● **Stated goal**: Print all of the data exactly as written.

● **Material shown**:
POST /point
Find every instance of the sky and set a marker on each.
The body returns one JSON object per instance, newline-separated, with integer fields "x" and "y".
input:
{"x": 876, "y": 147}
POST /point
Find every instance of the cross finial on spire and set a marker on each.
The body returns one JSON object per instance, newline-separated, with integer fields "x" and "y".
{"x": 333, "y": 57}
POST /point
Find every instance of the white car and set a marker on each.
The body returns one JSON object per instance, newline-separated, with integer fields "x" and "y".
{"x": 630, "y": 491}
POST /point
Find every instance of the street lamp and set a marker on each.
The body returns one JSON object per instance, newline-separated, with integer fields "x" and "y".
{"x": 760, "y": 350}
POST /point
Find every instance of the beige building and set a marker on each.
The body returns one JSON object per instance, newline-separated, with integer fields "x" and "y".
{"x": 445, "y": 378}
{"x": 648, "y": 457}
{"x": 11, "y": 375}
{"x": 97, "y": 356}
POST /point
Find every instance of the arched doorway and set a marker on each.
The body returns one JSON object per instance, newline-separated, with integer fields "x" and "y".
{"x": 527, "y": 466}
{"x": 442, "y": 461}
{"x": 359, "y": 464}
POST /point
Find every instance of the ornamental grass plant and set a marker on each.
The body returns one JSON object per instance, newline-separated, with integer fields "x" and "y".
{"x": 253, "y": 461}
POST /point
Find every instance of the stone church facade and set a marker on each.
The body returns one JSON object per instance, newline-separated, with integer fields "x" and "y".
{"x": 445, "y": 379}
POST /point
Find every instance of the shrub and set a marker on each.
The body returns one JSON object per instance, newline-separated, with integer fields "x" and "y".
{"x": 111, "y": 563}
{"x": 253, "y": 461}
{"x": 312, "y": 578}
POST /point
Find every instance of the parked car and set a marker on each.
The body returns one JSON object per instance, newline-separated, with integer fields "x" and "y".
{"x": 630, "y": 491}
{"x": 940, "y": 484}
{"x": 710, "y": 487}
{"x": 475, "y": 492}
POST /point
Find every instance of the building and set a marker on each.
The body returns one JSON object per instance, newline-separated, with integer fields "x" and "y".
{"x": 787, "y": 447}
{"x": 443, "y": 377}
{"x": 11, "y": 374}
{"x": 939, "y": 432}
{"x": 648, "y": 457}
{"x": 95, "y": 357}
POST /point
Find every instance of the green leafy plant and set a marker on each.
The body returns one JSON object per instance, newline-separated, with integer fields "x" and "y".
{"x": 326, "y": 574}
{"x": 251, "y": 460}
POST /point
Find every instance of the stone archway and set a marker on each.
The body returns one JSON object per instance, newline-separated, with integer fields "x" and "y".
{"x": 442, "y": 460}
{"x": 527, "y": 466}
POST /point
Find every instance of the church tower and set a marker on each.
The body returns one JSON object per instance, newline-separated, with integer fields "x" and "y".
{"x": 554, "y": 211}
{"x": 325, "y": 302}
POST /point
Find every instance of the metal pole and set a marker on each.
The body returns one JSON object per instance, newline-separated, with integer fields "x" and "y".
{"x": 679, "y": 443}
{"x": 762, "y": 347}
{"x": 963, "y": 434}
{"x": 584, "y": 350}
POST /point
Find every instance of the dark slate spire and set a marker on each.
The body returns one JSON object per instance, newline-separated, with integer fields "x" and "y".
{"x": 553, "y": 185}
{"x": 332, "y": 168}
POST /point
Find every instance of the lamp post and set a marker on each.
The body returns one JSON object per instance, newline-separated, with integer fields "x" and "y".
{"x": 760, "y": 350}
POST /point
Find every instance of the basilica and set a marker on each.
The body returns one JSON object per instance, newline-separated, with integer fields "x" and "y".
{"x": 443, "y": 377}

● **Response below**:
POST /point
Find every instance of the sky and set a marker on each.
The body returns one JSON object per instance, newline-separated, with integer fields "x" and "y".
input:
{"x": 876, "y": 147}
POST /point
Find every instance of the cross finial on spire and set a marker on each.
The body returns one JSON object per instance, newline-separated, with integer fields "x" and "y".
{"x": 333, "y": 57}
POST /point
Find every instance of the white car and set a marker on each.
The body returns one JSON object per instance, newline-separated, with integer fields "x" and "y".
{"x": 630, "y": 491}
POST /point
Find every instance of the street lamp and set a marker on each.
The body returns one JSON object per instance, newline-separated, with integer fields "x" and "y".
{"x": 760, "y": 350}
POST /point
Find every instance of the beige building and set a marker on each.
The body returns one JSON object per instance, newline-separated, with integer fields "x" and "y".
{"x": 445, "y": 378}
{"x": 648, "y": 457}
{"x": 11, "y": 375}
{"x": 97, "y": 356}
POST /point
Find every instance of the arched doorway and set a marker on each.
The body returns one JSON object per instance, newline-separated, with integer fields "x" and "y".
{"x": 527, "y": 466}
{"x": 442, "y": 461}
{"x": 359, "y": 464}
POST /point
Find every instance of the ornamental grass plant and set a marker on each.
The body returns one JSON object per instance, newline-separated, with integer fields "x" and "y".
{"x": 253, "y": 461}
POST /point
Find every instance of the stone church facade and set a marker on each.
The body returns one JSON object per instance, newline-separated, with integer fields "x" and "y".
{"x": 445, "y": 379}
POST /point
Find every instance of the shrub and set a marker on each.
The body returns one JSON object per instance, newline-separated, with integer fields "x" and "y".
{"x": 111, "y": 563}
{"x": 253, "y": 461}
{"x": 312, "y": 578}
POST /point
Find every instance of the parked car and set a marker on each.
The body returns one JSON object per instance, newline-separated, with integer fields "x" and "y".
{"x": 630, "y": 491}
{"x": 940, "y": 484}
{"x": 710, "y": 487}
{"x": 475, "y": 492}
POST /point
Find every instance of the building and set a marker on each.
The body returns one JSON object per instance, newline-separated, with integer fields "x" and "y".
{"x": 787, "y": 447}
{"x": 443, "y": 377}
{"x": 11, "y": 374}
{"x": 939, "y": 432}
{"x": 648, "y": 457}
{"x": 95, "y": 357}
POST /point
Find every instance of the green leafy plant and set a marker on each.
The body returns one JSON object per instance, newline-separated, with integer fields "x" and "y".
{"x": 326, "y": 574}
{"x": 251, "y": 460}
POST /point
Find every instance of the stone archway and set a marker on each.
The body returns one JSON object per instance, newline-separated, with integer fields "x" and "y".
{"x": 442, "y": 460}
{"x": 527, "y": 466}
POST /point
Find every instance of the church tower and set a marker on each.
The body returns one JSON object per instance, newline-separated, with integer fields "x" and "y".
{"x": 554, "y": 211}
{"x": 325, "y": 302}
POST /point
Find every instance of the metal pole and set a marker on each.
The body returns one JSON object per instance, newline-separated, with integer fields "x" and "y".
{"x": 679, "y": 443}
{"x": 762, "y": 347}
{"x": 963, "y": 434}
{"x": 584, "y": 350}
POST /point
Find every instance of the dark slate spire and set a marker on each.
The body returns one JSON object per instance, newline-separated, with integer fields "x" and "y".
{"x": 553, "y": 185}
{"x": 332, "y": 168}
POST /point
Find every instance of the lamp post and set a marker on each.
The body returns one JSON object per instance, newline-separated, with integer fields "x" and "y".
{"x": 760, "y": 350}
POST /point
Find every instance of the basilica and set a marker on each.
The body returns one JSON object per instance, newline-separated, with integer fields "x" and "y".
{"x": 443, "y": 377}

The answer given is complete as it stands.